Consegna scritta A - Estrai dall'articolo su Orbán e il Ppe, senza alcuna modifica, il brano che si apre con le parole contenenti "Ungheria: Orbán tra" e si chiude con "del partito Fpoe.".
Consegna scritta B - Prolunga l'articolo su Orbán e il Partito popolare europeo, riprendendo subito dopo la sua ultima frase.

----- Estratto

Ungheria: Orbán tra la gogna del Ppe e la gloria di Trump

13 Mag 2019 - Massimo Congiu - Massimo Congiu

Il primo ministro ungherese Viktor Orbán sostiene di non potere facilmente immaginare il suo futuro in un Ppe (Partito popolare europeo) egemonizzato da tendenze politiche pro-immigrazione, ma questo non significa che voglia la rottura con i popolari. Lo ha anche precisato, del resto, e ha aggiunto che l’Unione dovrebbe imitare il modello austriaco, in cui i popolari collaborano con la destra sovranista. La dichiarazione è stata fatta al giornale austriaco Kleine Zeitung prima della visita a Budapest del vice-cancelliere Heinz-Christian Strache, leader del partito Fpoe.

Il rischio di una rottura tra Fidesz e Partito popolare europeo
Per Orbán esistono, sì, la possibilità e il rischio di una rottura definitiva con il Ppe, in quanto il Partito popolare europeo, a suo avviso, sta andando sempre più a sinistra e perdendo i valori cristiani, che invece sono “conservati dai partiti europei definiti estremisti”. Per il premier danubiano, che precisa di non volere e di non cercare lo scontro col Ppe, purtroppo, “l’élite europea non crede nel ruolo dei dirigenti politici forti, capaci di infiammare le masse”.

La scelta di Orbán di non partecipare al raduno sovranista a Milano il prossimo 18 maggio, sa di attendismo. Come già detto, il premier ungherese non considera ancora definitivamente chiuso il rapporto con il Ppe e probabilmente spera ancora in una ricomposizione e in una ripresa del legame tra il suo Fidesz e i popolari europei, cui, va detto, farebbero comodo i voti ungheresi e quindi i seggi spettanti allo Stato danubiano.

----------
----- Materiale fornito

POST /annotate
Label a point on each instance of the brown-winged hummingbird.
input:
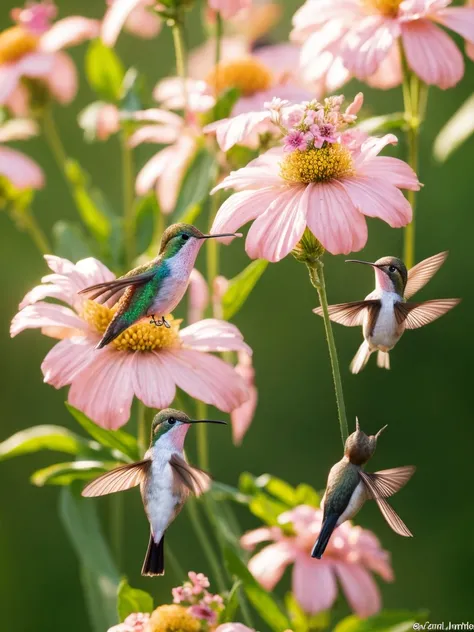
(165, 479)
(348, 488)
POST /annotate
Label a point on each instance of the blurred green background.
(426, 398)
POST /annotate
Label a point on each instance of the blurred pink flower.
(144, 361)
(33, 49)
(363, 35)
(136, 16)
(351, 554)
(19, 169)
(328, 189)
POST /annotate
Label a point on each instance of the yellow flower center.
(172, 618)
(385, 7)
(16, 42)
(247, 74)
(317, 165)
(142, 336)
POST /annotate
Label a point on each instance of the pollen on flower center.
(317, 165)
(247, 74)
(143, 336)
(16, 42)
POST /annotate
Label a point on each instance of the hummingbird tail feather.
(328, 527)
(154, 563)
(360, 358)
(383, 360)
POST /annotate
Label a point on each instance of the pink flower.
(136, 16)
(363, 36)
(328, 189)
(145, 361)
(19, 169)
(351, 554)
(34, 50)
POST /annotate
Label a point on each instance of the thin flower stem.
(316, 274)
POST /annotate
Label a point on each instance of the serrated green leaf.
(104, 71)
(131, 600)
(115, 439)
(261, 600)
(240, 287)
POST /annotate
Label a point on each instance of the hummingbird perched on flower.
(348, 488)
(165, 479)
(154, 288)
(384, 314)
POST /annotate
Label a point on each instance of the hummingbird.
(385, 313)
(166, 480)
(156, 287)
(348, 488)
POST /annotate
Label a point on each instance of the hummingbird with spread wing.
(385, 313)
(165, 478)
(154, 288)
(348, 488)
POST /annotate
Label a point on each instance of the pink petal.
(333, 218)
(22, 172)
(277, 231)
(314, 584)
(213, 335)
(359, 587)
(432, 54)
(69, 32)
(206, 377)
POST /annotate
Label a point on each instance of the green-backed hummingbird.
(385, 313)
(165, 479)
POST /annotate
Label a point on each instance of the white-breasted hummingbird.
(384, 314)
(348, 488)
(156, 287)
(165, 479)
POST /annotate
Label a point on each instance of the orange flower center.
(317, 165)
(142, 336)
(247, 74)
(16, 42)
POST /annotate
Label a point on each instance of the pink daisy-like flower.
(135, 16)
(351, 554)
(145, 361)
(19, 169)
(364, 36)
(33, 49)
(329, 189)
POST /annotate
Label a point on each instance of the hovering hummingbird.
(348, 488)
(384, 314)
(165, 480)
(154, 288)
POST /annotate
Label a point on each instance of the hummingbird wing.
(118, 480)
(419, 275)
(351, 314)
(189, 478)
(416, 315)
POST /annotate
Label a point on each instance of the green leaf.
(241, 286)
(386, 621)
(261, 600)
(131, 600)
(43, 438)
(115, 439)
(104, 71)
(98, 572)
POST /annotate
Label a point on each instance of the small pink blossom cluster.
(202, 604)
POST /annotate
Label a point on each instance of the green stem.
(316, 274)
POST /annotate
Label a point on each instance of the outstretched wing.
(350, 314)
(191, 478)
(419, 275)
(393, 519)
(118, 480)
(419, 314)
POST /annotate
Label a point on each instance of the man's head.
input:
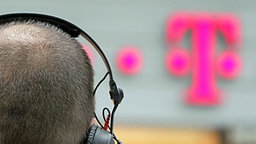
(46, 86)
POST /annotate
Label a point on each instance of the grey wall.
(153, 96)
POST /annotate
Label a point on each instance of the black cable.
(112, 118)
(103, 113)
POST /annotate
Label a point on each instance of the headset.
(96, 134)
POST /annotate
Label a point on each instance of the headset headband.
(116, 94)
(73, 31)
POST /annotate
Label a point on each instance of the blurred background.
(187, 67)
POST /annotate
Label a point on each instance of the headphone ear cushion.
(91, 134)
(97, 135)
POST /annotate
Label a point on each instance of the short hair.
(46, 85)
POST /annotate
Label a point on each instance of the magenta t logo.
(203, 61)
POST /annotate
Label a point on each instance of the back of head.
(46, 86)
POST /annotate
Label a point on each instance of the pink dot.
(129, 60)
(229, 65)
(177, 61)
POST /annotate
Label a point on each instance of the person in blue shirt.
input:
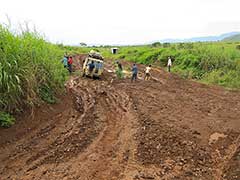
(65, 62)
(134, 73)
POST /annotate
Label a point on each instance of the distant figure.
(65, 62)
(119, 70)
(70, 62)
(134, 73)
(97, 67)
(169, 64)
(147, 73)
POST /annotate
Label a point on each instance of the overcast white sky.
(123, 21)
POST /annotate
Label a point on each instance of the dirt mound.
(166, 128)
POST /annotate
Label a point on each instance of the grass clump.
(30, 70)
(6, 120)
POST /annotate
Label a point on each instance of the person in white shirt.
(147, 73)
(169, 64)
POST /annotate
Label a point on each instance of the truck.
(97, 60)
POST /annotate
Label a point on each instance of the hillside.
(110, 129)
(202, 39)
(234, 38)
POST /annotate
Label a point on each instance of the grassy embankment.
(212, 63)
(30, 72)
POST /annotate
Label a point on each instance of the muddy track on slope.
(166, 128)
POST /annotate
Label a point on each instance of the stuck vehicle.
(93, 66)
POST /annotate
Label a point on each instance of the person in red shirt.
(70, 61)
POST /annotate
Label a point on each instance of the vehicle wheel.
(83, 74)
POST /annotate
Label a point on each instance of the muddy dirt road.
(165, 128)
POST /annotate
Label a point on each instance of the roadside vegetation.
(213, 63)
(30, 72)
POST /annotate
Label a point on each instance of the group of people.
(67, 62)
(147, 73)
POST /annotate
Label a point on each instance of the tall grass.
(214, 63)
(27, 64)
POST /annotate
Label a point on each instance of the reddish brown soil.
(114, 129)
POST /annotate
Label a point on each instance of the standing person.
(169, 64)
(134, 73)
(65, 61)
(70, 61)
(147, 73)
(119, 70)
(91, 66)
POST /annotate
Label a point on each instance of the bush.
(27, 64)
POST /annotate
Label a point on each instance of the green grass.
(6, 120)
(27, 64)
(213, 63)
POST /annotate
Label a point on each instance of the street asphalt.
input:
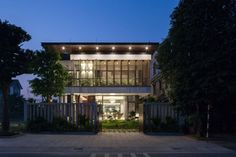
(109, 145)
(118, 155)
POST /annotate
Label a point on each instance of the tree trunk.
(198, 121)
(5, 119)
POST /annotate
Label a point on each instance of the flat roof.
(103, 47)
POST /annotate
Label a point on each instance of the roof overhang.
(103, 47)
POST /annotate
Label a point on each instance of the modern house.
(14, 89)
(114, 75)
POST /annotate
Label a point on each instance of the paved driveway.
(107, 142)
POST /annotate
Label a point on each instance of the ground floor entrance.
(110, 107)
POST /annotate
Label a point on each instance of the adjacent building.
(114, 75)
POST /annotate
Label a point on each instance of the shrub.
(61, 124)
(37, 125)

----------

Risultato dell'esercizio A -
Ungheria: Orbán tra la gogna del Ppe e la gloria di Trump

13 Mag 2019 - Massimo Congiu - Massimo Congiu

Il primo ministro ungherese Viktor Orbán sostiene di non potere facilmente immaginare il suo futuro in un Ppe (Partito popolare europeo) egemonizzato da tendenze politiche pro-immigrazione, ma questo non significa che voglia la rottura con i popolari. Lo ha anche precisato, del resto, e ha aggiunto che l’Unione dovrebbe imitare il modello austriaco, in cui i popolari collaborano con la destra sovranista. La dichiarazione è stata fatta al giornale austriaco Kleine Zeitung prima della visita a Budapest del vice-cancelliere Heinz-Christian Strache, leader del partito Fpoe.

Risultato dell'esercizio B -
Le carte in mano a Orbán
Orbán sa di avere delle carte da giocare, tanto più che, secondo gli ultimi sondaggi, il suo partito si è ulteriormente rafforzato. È vero che i dirigenti del Ppe si sono pronunciati in modo negativo rispetto all’eventualità di un’alleanza con forze cosiddette sovraniste, ma per il premier di Budapest non è detta l’ultima parola e se un domani dovesse avvenire la rottura definitiva dirà ai suoi connazionali e sostenitori che sarà stato piuttosto Fidesz a non volere cooperare con una forza politica che si è spostata a sinistra.

Hans-Gert Pöttering, figura di spicco del Ppe, ex presidente del Parlamento europeo e membro della commissione insediata dai popolari per valutare l’eventuale applicazione di sanzioni all’Ungheria di Orbán, ha mostrato grande scetticismo rispetto alla possibilità di un’alleanza con i sovranisti. Pöttering ha fatto notare che le differenze tra le parti sono troppo evidenti e che partiti come il Fidesz sono antieuropei. Chiusura su questo fronte anche da parte di Manfred Weber, il quale avrebbe anche affermato di recente di non volere diventare presidente della Commissione europea con i voti ungheresi. Cosa che ha portato Orbán e i suoi a ritirare il sostegno a Weber, lo spitzenkandidat del Ppe, perché avrebbe offeso gli ungheresi.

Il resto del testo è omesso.